§ **Description of the task**:
Keep the wording of each record exactly the same when you repeat it, and leave out pictures.

§ **Listed records**:

········

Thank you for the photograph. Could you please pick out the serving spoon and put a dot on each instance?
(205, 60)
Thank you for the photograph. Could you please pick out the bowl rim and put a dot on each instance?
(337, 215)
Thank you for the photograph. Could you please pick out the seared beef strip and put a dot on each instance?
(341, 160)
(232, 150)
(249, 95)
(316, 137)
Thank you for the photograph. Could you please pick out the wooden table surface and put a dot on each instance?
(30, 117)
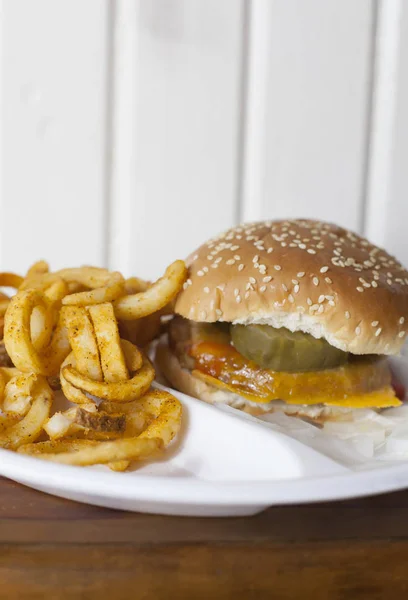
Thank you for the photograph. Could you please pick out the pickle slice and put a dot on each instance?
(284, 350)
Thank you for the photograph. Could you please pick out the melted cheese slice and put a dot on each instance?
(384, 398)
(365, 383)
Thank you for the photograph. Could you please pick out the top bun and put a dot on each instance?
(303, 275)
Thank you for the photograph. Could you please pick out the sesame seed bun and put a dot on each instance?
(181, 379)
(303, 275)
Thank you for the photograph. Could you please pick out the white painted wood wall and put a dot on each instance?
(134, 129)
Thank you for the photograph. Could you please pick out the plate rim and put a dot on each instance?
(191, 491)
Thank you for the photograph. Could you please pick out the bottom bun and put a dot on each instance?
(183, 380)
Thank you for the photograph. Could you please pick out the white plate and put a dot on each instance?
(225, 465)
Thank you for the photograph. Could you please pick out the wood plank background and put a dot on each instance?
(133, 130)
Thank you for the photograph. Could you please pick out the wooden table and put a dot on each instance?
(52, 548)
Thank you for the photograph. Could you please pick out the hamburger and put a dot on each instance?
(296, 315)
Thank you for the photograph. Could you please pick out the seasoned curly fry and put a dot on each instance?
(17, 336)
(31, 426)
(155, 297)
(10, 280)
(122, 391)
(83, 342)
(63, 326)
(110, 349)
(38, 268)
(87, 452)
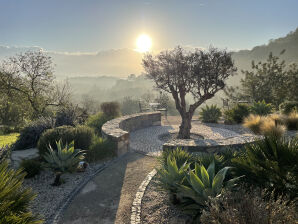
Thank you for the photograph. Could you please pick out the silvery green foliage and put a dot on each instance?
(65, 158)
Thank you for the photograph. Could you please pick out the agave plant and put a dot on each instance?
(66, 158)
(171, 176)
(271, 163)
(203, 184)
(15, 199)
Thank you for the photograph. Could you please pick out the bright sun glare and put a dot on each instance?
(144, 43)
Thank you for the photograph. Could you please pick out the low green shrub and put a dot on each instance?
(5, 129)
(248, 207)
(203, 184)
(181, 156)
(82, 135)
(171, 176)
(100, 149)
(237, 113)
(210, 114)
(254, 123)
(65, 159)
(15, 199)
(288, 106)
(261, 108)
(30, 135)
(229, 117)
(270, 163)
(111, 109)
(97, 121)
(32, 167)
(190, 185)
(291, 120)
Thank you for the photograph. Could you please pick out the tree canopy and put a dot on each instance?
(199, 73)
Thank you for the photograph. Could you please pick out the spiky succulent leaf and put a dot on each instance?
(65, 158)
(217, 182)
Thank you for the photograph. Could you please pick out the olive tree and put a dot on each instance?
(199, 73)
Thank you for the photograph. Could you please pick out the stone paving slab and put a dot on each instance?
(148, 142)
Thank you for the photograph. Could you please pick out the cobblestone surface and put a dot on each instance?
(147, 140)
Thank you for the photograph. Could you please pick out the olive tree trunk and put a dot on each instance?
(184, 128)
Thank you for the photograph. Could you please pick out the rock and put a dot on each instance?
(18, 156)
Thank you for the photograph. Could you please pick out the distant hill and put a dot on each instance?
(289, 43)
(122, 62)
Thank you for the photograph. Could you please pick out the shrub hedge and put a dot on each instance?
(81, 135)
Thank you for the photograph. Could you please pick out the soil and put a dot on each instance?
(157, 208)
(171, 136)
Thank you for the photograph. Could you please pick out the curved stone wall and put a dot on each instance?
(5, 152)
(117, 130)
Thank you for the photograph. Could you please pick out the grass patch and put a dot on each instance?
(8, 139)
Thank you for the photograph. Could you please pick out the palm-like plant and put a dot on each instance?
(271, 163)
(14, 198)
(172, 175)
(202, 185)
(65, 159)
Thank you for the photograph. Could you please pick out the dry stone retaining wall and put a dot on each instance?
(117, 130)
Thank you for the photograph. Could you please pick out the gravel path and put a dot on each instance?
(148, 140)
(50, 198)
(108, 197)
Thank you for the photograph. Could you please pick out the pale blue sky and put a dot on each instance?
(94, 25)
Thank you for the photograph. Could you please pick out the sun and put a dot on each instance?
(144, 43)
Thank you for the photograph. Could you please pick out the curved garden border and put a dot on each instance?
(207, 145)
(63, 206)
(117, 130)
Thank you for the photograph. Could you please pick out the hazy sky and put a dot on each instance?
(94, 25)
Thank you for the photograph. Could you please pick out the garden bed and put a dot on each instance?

········

§ **Exercise output**:
Thank you for the photograph. Could you please pick out the serving spoon and put a dot on each instance?
(205, 60)
Thank you for the photograph. Could you please pick out the bowl rim and put a dot on each instance?
(337, 215)
Thank you for the photograph. Could you please pick out the seared beef strip and put a dot on each instance?
(341, 160)
(232, 150)
(249, 95)
(316, 137)
Thank you for the photograph. Could you please pick out the wooden table surface and put a dot on each instance?
(30, 117)
Thank you for the photograph. Could you please pick out the pickle slice and put a dot on each instance?
(284, 350)
Thank you for the photograph. Could you please pick out the melted cheese slice and put a dot on each instance?
(384, 398)
(365, 383)
Thank you for the photograph. Could you please pick out the top bun and put a dot on each instance?
(303, 275)
Thank you for the photograph. Could you please pick out the sesame seed bun and put a dot on each instance?
(181, 379)
(303, 275)
Thank you for the photograph. Could you please pick out the white painted wood wall and put a dot on each instance?
(134, 129)
Thank you for the photograph. Could you please pick out the plate rim and put a dot on each instance?
(191, 491)
Thank you for the photograph. Could you please pick out the bottom bun and put a dot on each instance?
(183, 380)
Thank you for the photograph. Could you please pick out the white plate and put a dot on each instance?
(225, 465)
Thank you for the photograph. Could you please pick out the wood plank background and put a dot on each instance?
(133, 130)
Thank you for the photograph. Could you please pick out the wooden table and put a dot on each instance?
(52, 548)
Thank you for the photograph. Could you please pick out the hamburger and put a dot on each instance?
(296, 315)
Thank you for the photograph. Could you please pick out the seasoned curly fry and put a dot on each instance?
(17, 336)
(31, 426)
(155, 297)
(10, 280)
(122, 391)
(83, 342)
(63, 326)
(110, 349)
(38, 268)
(87, 452)
Thank you for the photograph. Could you please pick out the silvery green foliage and put a dot on each instance?
(65, 158)
Thank you for the photograph. Could you please pick out the agave plant and put a dot on each instance?
(66, 158)
(171, 176)
(271, 163)
(203, 184)
(15, 199)
Thank you for the photograph. Could you please pick out the bright sun glare and put a dot on each instance?
(144, 43)
Thank you for the photograph. Could you please pick out the low green shrub and put a dot on each instance?
(5, 129)
(248, 207)
(203, 184)
(181, 156)
(82, 135)
(171, 176)
(100, 149)
(237, 113)
(210, 114)
(254, 123)
(65, 159)
(15, 199)
(288, 106)
(261, 108)
(30, 135)
(229, 117)
(270, 163)
(111, 109)
(97, 121)
(32, 167)
(190, 185)
(291, 120)
Thank you for the photograph. Could you please pick out the tree canopy and put a dot on each instance?
(199, 73)
Thank you for the photograph. Could you please pick out the spiky succulent leaf and put a dot on each instance?
(65, 158)
(217, 182)
Thank you for the photograph. Could you please pick out the olive tree and put a dot on each instance?
(199, 73)
Thank you for the photograph. Could you please pick out the stone paving slab and put a dot on each instance?
(148, 142)
Thank you for the photograph. Could you please pick out the cobblestone surface and put a dot on each instance?
(147, 140)
Thank you for the photograph. Could you please pick out the olive tree trunk and put a dot on each instance?
(184, 128)
Thank you for the photograph. Could you please pick out the rock and put a dot on each instance?
(18, 156)
Thank you for the photograph. Could you please pick out the distant hill and put a dot on each instance?
(289, 43)
(122, 62)
Thank you for the photograph. Could you please pick out the shrub hedge and put a dot on each instance?
(81, 135)
Thank you for the photograph. Could you please pick out the soil and put a dot on each instance?
(157, 208)
(171, 136)
Thank you for the photograph. Could you please pick out the curved stone wall and put a dot on each instance?
(5, 152)
(117, 130)
Thank you for the photograph. Could you please pick out the grass patch and put a dot on each instance?
(8, 139)
Thank you for the photograph. Could you please pick out the palm-like plant and put a dot on each instance?
(271, 163)
(14, 198)
(172, 175)
(202, 185)
(65, 159)
Thank you for the photograph. Could you please pick out the dry stone retaining wall and put a dot on each instance?
(117, 130)
Thank you for the photograph. Could you please pick out the gravel path and put a dot on each instance?
(148, 140)
(50, 198)
(108, 197)
Thank you for the photograph. Could you please pick out the pale blue sky and put a dot on each instance?
(94, 25)
Thank you for the photograph. Could you please pick out the sun and put a dot on each instance?
(144, 43)
Thank you for the photograph. Could you please pick out the curved garden border and put a dot on each instance?
(207, 145)
(63, 206)
(117, 130)
Thank you for the photograph. Could you please pick out the hazy sky and put a dot on each instance?
(94, 25)
Thank you for the photograph. Could you please pick out the garden bed and put a dot on each instance?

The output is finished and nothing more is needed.